* Exercise instructions: Could you please reproduce every record below exactly, leaving out the pictures?

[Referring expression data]
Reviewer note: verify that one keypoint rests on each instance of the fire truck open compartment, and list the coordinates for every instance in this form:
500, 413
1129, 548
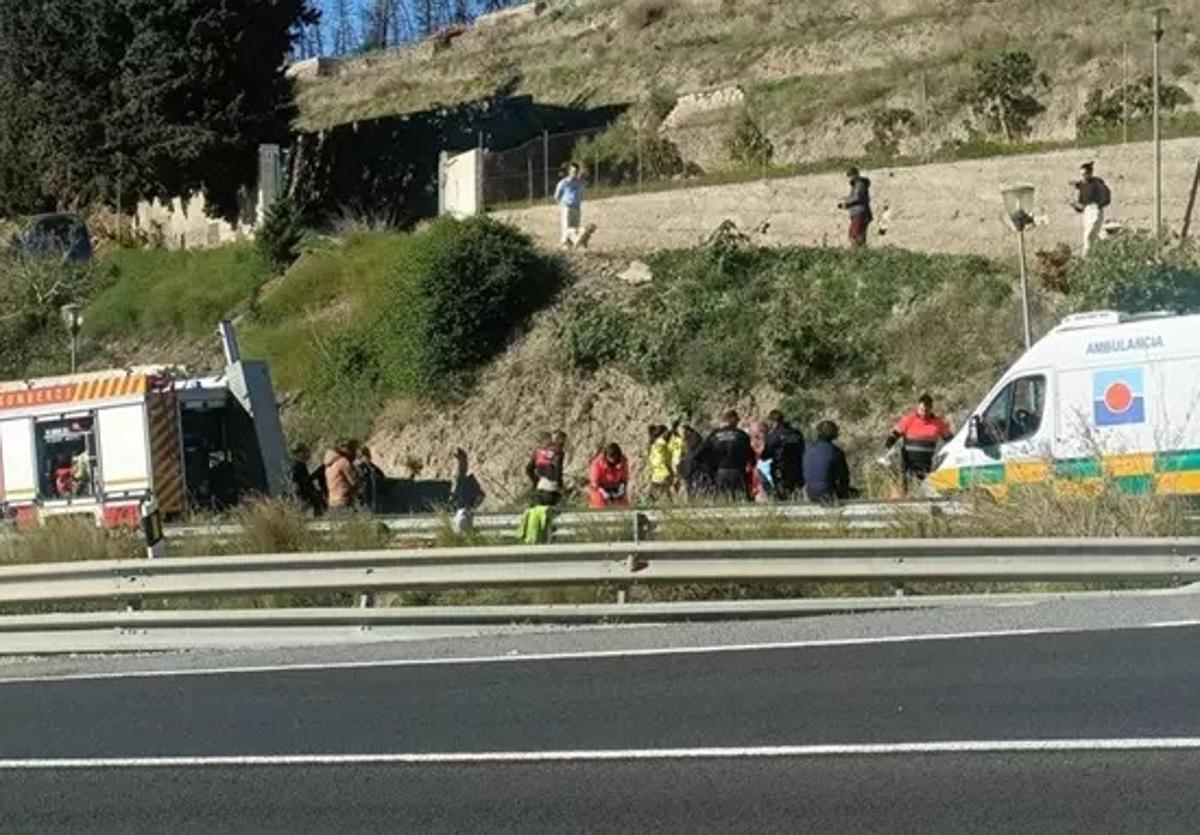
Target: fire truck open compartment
222, 461
65, 449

* Response area:
Reviewer note: verify that one keypoint rests on each instance of the fire truck open compartment, and list the coordinates for every instance in this form:
500, 413
1129, 548
Target: fire truck open compartment
222, 461
65, 449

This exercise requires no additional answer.